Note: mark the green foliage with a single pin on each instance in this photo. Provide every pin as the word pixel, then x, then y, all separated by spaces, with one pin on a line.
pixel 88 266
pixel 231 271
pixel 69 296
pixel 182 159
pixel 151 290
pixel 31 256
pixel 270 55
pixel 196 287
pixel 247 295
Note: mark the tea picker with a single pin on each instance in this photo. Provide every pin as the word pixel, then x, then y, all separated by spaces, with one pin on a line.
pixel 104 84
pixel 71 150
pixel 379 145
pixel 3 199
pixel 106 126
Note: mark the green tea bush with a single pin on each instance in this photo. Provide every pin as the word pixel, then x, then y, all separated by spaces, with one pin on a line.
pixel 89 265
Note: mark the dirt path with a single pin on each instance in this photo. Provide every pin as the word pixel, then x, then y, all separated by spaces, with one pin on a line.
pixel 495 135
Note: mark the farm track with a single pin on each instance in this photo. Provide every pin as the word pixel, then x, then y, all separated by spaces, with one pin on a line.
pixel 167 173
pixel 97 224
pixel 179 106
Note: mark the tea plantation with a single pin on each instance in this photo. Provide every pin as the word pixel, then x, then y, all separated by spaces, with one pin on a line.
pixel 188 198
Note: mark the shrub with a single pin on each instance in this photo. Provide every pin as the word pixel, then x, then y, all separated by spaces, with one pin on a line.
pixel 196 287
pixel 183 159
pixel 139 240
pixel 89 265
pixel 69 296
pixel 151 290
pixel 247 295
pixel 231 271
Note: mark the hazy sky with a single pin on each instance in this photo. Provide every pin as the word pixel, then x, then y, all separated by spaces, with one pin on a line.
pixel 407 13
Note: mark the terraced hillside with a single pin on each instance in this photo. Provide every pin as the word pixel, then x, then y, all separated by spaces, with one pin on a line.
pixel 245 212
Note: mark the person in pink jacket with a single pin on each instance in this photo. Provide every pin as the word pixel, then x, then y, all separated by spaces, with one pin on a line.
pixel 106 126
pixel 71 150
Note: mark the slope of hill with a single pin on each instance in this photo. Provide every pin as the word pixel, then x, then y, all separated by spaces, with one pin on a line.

» AIM OF THE EXERCISE
All lines from the one containing "Note: mark the terraced" through the end of the listing above are to be restated word for word, and no others.

» SOLVED EXERCISE
Note: mark the terraced hillside with a single pin on each instance in this photo. Provide every pin as the word pixel, then x, then y, all separated by spaces, with one pin on a line.
pixel 245 212
Note: mark the person in pink jacket with a single pin on each instance in this photo. Provide every pin as the word pixel, then x, then y, all separated by spaces, with one pin on a line.
pixel 106 126
pixel 71 150
Note: mark the slope of hill with a single pin on each instance in this photo. Provide every pin as the word pixel, then x, then y, all separated by spaces, with one pin on a line.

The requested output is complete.